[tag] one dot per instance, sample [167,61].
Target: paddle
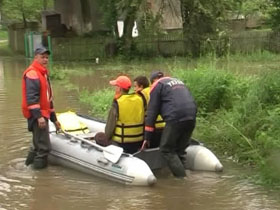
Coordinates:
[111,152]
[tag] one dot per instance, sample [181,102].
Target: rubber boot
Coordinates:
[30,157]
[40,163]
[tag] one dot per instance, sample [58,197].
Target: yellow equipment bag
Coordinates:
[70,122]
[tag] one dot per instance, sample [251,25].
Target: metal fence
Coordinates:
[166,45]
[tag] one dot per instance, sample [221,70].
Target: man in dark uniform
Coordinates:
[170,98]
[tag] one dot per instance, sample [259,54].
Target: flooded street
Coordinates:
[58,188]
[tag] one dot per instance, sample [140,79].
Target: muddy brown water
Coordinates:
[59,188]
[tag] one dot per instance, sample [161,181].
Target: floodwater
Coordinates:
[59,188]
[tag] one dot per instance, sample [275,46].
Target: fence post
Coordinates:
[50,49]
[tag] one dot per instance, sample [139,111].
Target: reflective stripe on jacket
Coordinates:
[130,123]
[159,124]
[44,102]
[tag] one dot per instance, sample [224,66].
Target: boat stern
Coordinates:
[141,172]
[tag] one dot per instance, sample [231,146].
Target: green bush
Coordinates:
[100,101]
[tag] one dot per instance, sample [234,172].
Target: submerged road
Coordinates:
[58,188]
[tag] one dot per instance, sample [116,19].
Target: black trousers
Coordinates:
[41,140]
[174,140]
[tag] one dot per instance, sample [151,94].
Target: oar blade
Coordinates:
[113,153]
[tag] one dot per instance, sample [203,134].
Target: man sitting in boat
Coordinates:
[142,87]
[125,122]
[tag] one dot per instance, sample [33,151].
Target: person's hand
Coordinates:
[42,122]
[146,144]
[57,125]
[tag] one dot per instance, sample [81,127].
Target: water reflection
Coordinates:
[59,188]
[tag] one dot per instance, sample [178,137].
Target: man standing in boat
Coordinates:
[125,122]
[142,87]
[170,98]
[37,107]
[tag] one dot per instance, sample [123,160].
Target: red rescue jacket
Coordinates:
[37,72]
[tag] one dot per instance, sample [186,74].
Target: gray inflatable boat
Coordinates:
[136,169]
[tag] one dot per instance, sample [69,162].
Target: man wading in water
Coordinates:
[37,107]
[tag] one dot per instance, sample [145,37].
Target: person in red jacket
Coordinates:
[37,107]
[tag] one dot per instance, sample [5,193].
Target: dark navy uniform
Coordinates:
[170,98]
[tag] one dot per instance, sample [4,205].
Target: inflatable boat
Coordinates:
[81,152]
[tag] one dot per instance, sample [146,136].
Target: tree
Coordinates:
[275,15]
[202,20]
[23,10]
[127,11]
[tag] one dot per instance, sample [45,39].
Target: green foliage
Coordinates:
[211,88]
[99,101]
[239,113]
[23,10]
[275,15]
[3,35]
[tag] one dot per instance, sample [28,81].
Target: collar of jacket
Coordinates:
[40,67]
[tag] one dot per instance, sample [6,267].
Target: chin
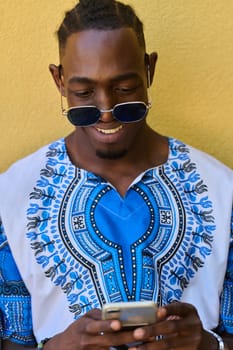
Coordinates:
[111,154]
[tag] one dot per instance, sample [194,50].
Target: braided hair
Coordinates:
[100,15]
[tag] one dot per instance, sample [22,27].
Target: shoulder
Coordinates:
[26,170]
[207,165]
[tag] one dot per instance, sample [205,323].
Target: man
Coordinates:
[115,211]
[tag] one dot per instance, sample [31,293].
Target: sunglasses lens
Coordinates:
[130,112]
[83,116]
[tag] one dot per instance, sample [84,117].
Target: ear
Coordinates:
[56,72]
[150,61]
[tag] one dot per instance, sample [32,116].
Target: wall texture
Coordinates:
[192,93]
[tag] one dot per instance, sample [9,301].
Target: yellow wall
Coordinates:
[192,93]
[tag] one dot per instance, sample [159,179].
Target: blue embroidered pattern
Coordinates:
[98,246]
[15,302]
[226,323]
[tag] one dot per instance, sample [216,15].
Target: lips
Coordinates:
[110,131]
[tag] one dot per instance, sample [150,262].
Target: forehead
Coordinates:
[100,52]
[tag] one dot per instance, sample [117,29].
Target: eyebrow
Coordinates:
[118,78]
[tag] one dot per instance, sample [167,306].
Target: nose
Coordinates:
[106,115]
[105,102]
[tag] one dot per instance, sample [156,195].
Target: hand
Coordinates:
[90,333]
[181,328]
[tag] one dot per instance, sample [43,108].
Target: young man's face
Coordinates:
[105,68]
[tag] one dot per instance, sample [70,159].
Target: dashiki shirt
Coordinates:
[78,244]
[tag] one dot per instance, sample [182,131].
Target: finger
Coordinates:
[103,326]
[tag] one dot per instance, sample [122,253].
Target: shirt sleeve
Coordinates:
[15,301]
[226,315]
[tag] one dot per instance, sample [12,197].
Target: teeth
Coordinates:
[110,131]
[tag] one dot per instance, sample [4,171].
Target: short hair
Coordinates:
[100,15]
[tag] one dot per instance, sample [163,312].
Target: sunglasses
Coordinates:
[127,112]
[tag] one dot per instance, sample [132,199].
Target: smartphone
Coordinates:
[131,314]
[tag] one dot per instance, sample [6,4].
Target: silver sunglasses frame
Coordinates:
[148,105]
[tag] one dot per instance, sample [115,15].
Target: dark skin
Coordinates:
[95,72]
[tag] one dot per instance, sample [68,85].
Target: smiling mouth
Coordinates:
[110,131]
------
# EXERCISE OBJECTIVE
Rewrite every line of the records above as a numbered list, skipping any blank lines and leaving the pictures out.

# RESPONSE FOR THIS EXERCISE
1. [tag] one dot per instance, sample [167,61].
2. Target: paddle
3. Coordinates:
4. [111,152]
5. [tag] one dot per instance, sample [181,102].
6. Target: rubber boot
7. Coordinates:
8. [30,157]
9. [40,163]
10. [tag] one dot per instance, sample [58,197].
11. Target: yellow equipment bag
12. Coordinates:
13. [70,122]
14. [tag] one dot per instance, sample [251,25].
15. Target: metal fence
16. Coordinates:
17. [166,45]
18. [tag] one dot per instance, sample [221,70].
19. Target: man in dark uniform
20. Coordinates:
21. [170,98]
22. [tag] one dot per instance, sample [259,54].
23. Target: flooded street
24. Coordinates:
25. [58,188]
26. [tag] one dot per instance, sample [140,79].
27. Target: muddy brown water
28. Coordinates:
29. [59,188]
30. [tag] one dot per instance, sample [161,181].
31. Target: floodwater
32. Coordinates:
33. [59,188]
34. [tag] one dot per instance, sample [275,46].
35. Target: fence post
36. Coordinates:
37. [50,49]
38. [tag] one dot per instance, sample [139,111].
39. Target: reflective stripe on jacket
40. Coordinates:
41. [130,123]
42. [159,124]
43. [44,102]
44. [tag] one dot per instance, sample [224,66].
45. Target: boat stern
46. Coordinates:
47. [141,172]
48. [tag] one dot per instance, sample [231,146].
49. Target: green bush
50. Coordinates:
51. [100,101]
52. [tag] one dot per instance, sample [234,172].
53. Target: submerged road
54. Coordinates:
55. [58,188]
56. [tag] one dot per instance, sample [116,19].
57. Target: black trousers
58. Coordinates:
59. [41,140]
60. [174,140]
61. [tag] one dot per instance, sample [151,94].
62. Target: oar blade
63. Coordinates:
64. [113,153]
65. [tag] one dot per instance, sample [203,134].
66. Target: man sitting in boat
67. Coordinates:
68. [142,87]
69. [125,122]
70. [tag] one dot per instance, sample [33,151].
71. Target: person's hand
72. Coordinates:
73. [42,122]
74. [146,144]
75. [57,125]
76. [tag] one dot per instance, sample [81,127].
77. Target: water reflection
78. Coordinates:
79. [59,188]
80. [tag] one dot per instance, sample [178,137].
81. Target: man standing in boat
82. Coordinates:
83. [125,122]
84. [142,87]
85. [170,98]
86. [37,107]
87. [tag] one dot per instance, sample [123,160].
88. Target: red rescue jacket
89. Coordinates:
90. [37,72]
91. [tag] one dot per instance, sample [186,74].
92. Target: gray inflatable boat
93. Coordinates:
94. [136,169]
95. [tag] one dot per instance, sample [69,162].
96. Target: man wading in water
97. Coordinates:
98. [37,107]
99. [tag] one dot per instance, sample [145,37].
100. Target: person in red jacket
101. Coordinates:
102. [37,107]
103. [tag] one dot per instance, sample [5,193].
104. Target: dark navy uniform
105. Coordinates:
106. [170,98]
107. [tag] one dot per instance, sample [4,205].
108. Target: inflatable boat
109. Coordinates:
110. [81,152]
111. [tag] one dot per instance, sample [146,136].
112. Target: tree
113. Coordinates:
114. [275,15]
115. [202,20]
116. [23,10]
117. [127,11]
118. [tag] one dot per instance, sample [45,39].
119. Target: green foliage
120. Coordinates:
121. [211,88]
122. [99,101]
123. [239,113]
124. [23,10]
125. [275,15]
126. [3,35]
127. [tag] one dot per instance, sample [28,81].
128. Target: collar of jacket
129. Coordinates:
130. [40,67]
131. [tag] one dot per instance, sample [6,267].
132. Target: chin
133. Coordinates:
134. [111,154]
135. [tag] one dot per instance, sample [194,50].
136. Target: braided hair
137. Coordinates:
138. [100,15]
139. [tag] one dot per instance, sample [22,27].
140. Target: shoulder
141. Coordinates:
142. [26,170]
143. [207,165]
144. [tag] one dot per instance, sample [205,323].
145. Target: man
146. Coordinates:
147. [115,211]
148. [tag] one dot per instance, sample [31,293].
149. Target: sunglasses lens
150. Coordinates:
151. [130,112]
152. [83,116]
153. [tag] one dot per instance, sample [84,117].
154. Target: ear
155. Coordinates:
156. [56,72]
157. [150,61]
158. [tag] one dot per instance, sample [32,116].
159. Target: wall texture
160. Coordinates:
161. [192,93]
162. [tag] one dot per instance, sample [9,301].
163. Target: yellow wall
164. Coordinates:
165. [192,93]
166. [tag] one dot per instance, sample [159,179].
167. Target: blue embroidered pattern
168. Coordinates:
169. [98,246]
170. [15,302]
171. [226,323]
172. [tag] one dot per instance, sample [216,15].
173. Target: lips
174. Coordinates:
175. [110,131]
176. [tag] one dot per instance, sample [150,262].
177. Target: forehead
178. Coordinates:
179. [100,52]
180. [tag] one dot per instance, sample [117,29].
181. Target: eyebrow
182. Coordinates:
183. [118,78]
184. [tag] one dot per instance, sample [167,306].
185. Target: nose
186. Coordinates:
187. [106,115]
188. [105,102]
189. [tag] one dot per instance, sample [156,195].
190. Target: hand
191. Coordinates:
192. [90,333]
193. [181,328]
194. [tag] one dot per instance, sample [43,108].
195. Target: young man's face
196. Coordinates:
197. [105,68]
198. [tag] one dot per instance, sample [70,159].
199. Target: dashiki shirt
200. Coordinates:
201. [78,244]
202. [tag] one dot per instance, sample [182,131].
203. Target: finger
204. Coordinates:
205. [103,326]
206. [tag] one dot per instance, sample [122,253].
207. Target: shirt sleeve
208. Coordinates:
209. [15,301]
210. [226,315]
211. [tag] one dot per instance, sample [12,197].
212. Target: teeth
213. Coordinates:
214. [110,131]
215. [tag] one dot per instance, sample [4,171].
216. Target: short hair
217. Coordinates:
218. [100,15]
219. [tag] one dot per instance, sample [163,312].
220. Target: sunglasses
221. Coordinates:
222. [127,112]
223. [tag] one dot per instance, sample [132,199].
224. Target: smartphone
225. Coordinates:
226. [131,314]
227. [tag] one dot per instance, sample [6,4].
228. Target: silver sunglasses frame
229. Coordinates:
230. [148,105]
231. [tag] one dot per instance, sample [115,15].
232. Target: dark skin
233. Coordinates:
234. [95,72]
235. [tag] one dot per instance, sample [68,85].
236. Target: smiling mouth
237. Coordinates:
238. [110,131]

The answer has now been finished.